> **EXERCISE REQUIREMENTS**
Search the data for the string "negative" and copy each line in which it appears.

> **DATASET**
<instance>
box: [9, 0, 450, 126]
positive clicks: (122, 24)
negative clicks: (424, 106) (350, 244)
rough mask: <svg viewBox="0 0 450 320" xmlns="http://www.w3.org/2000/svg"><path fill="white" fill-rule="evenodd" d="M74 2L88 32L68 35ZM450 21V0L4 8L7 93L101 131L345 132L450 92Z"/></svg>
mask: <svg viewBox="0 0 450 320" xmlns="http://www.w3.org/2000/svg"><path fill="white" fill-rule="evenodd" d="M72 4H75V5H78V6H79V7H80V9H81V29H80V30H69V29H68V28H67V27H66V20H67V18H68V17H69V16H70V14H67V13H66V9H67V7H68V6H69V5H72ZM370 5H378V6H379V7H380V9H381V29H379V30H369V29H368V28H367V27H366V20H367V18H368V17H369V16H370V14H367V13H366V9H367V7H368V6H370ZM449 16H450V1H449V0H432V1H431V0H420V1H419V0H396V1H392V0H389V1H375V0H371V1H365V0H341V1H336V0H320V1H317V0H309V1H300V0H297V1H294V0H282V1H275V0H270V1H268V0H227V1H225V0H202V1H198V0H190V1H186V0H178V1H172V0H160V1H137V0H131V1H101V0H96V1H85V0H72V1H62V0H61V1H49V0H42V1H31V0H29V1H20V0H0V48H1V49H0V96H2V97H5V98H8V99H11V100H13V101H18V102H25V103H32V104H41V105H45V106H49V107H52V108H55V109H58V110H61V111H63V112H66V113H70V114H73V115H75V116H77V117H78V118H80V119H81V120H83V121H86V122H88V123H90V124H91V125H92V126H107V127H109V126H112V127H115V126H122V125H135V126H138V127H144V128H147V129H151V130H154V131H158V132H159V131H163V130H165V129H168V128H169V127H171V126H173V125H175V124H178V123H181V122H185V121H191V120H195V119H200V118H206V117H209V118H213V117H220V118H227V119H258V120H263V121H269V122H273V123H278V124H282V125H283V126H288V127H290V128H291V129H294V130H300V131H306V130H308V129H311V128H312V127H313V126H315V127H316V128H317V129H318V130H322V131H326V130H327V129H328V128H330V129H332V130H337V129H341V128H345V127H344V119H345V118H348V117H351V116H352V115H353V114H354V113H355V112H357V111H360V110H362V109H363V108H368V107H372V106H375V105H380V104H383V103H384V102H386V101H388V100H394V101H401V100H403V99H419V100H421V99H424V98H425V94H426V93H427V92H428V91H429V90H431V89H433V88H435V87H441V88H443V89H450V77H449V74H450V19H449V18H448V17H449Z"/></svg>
==
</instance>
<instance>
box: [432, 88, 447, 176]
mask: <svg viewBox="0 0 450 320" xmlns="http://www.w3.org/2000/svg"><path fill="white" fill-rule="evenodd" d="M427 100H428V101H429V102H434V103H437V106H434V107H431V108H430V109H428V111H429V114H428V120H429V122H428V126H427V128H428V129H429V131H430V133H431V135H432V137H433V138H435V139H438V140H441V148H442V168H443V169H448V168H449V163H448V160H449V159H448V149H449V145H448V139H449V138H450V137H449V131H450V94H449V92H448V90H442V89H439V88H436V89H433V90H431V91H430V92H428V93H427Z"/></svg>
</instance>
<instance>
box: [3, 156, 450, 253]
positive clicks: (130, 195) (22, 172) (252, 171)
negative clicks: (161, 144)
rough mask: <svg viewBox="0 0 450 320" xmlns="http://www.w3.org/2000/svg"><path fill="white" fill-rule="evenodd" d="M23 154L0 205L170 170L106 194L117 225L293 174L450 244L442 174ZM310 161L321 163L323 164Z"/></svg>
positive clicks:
==
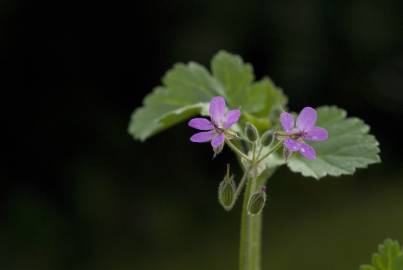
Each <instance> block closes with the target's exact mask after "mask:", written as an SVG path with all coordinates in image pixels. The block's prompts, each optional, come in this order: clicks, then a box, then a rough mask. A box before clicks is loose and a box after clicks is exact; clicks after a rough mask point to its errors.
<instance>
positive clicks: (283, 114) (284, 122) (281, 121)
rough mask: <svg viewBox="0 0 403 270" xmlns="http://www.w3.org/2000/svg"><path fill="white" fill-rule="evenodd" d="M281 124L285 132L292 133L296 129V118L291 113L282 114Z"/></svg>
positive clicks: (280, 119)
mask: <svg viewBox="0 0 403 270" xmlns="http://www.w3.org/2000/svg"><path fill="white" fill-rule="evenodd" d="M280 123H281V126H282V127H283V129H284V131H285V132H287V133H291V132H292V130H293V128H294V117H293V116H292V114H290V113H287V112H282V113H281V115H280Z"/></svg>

> **TASK SOLUTION**
negative clicks: (424, 106) (350, 244)
negative clicks: (161, 144)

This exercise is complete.